* [Aim of the task]:
Lay out the lines as a numbered list, from the first line through the line that contains "M120 133L115 131L114", leaving out any blank lines.

Data taken from a collection
────────────────
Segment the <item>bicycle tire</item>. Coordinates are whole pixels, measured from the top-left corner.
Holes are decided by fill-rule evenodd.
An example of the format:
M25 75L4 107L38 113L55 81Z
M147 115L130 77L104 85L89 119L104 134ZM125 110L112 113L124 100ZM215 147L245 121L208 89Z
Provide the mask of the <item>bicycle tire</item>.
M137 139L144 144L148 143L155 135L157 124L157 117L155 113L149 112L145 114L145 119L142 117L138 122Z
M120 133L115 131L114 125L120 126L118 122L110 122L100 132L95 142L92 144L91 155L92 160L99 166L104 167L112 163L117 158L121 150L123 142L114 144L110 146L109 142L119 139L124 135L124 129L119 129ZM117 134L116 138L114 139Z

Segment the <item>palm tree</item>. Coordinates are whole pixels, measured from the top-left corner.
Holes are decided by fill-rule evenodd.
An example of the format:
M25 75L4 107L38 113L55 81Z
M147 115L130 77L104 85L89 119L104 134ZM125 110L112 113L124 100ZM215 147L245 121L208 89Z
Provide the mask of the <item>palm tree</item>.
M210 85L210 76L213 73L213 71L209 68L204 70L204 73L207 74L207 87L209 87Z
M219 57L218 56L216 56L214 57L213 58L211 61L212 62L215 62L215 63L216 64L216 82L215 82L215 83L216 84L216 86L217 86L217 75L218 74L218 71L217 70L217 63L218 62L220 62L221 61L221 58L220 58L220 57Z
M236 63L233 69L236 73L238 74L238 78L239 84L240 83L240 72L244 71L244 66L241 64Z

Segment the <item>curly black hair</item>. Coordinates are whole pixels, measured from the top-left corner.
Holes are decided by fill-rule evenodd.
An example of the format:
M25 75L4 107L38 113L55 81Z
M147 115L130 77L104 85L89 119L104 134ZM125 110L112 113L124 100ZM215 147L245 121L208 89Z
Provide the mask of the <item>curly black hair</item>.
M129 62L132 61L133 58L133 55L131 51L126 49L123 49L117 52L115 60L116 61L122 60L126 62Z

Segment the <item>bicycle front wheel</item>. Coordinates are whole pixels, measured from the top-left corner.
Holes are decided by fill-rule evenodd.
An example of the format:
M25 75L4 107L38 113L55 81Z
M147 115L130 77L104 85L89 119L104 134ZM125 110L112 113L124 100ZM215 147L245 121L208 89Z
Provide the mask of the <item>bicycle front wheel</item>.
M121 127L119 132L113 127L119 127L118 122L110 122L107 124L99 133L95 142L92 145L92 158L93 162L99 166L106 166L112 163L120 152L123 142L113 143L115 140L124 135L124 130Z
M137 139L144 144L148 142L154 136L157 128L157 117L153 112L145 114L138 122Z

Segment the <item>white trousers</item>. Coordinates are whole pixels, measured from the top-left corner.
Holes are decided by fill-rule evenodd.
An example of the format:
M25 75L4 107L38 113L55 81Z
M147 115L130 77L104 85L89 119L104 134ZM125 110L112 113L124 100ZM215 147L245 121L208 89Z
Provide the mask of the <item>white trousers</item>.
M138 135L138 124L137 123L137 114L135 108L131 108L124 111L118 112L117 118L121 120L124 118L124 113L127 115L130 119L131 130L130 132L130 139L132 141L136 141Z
────────────────
* [Answer to this problem]:
1. Segment the <item>bicycle tire</item>. Coordinates are whole pixels, measured from the top-left corner.
2. Holes are decided by fill-rule evenodd.
3. An example of the format:
4. M25 75L4 107L38 113L55 81Z
5. M147 115L130 77L104 85L89 119L104 134ZM125 110L112 113L124 100ZM215 147L245 121L208 89Z
6. Provide the mask of the <item>bicycle tire</item>.
7. M137 139L144 144L148 143L155 135L157 124L157 117L155 113L149 112L145 114L145 119L142 117L138 122Z
8. M120 133L115 131L114 125L120 126L118 122L110 122L100 132L95 142L92 144L91 155L92 160L99 166L104 167L112 163L117 158L121 150L123 142L114 144L110 146L109 142L119 139L124 135L124 129L119 129ZM117 134L116 138L114 139Z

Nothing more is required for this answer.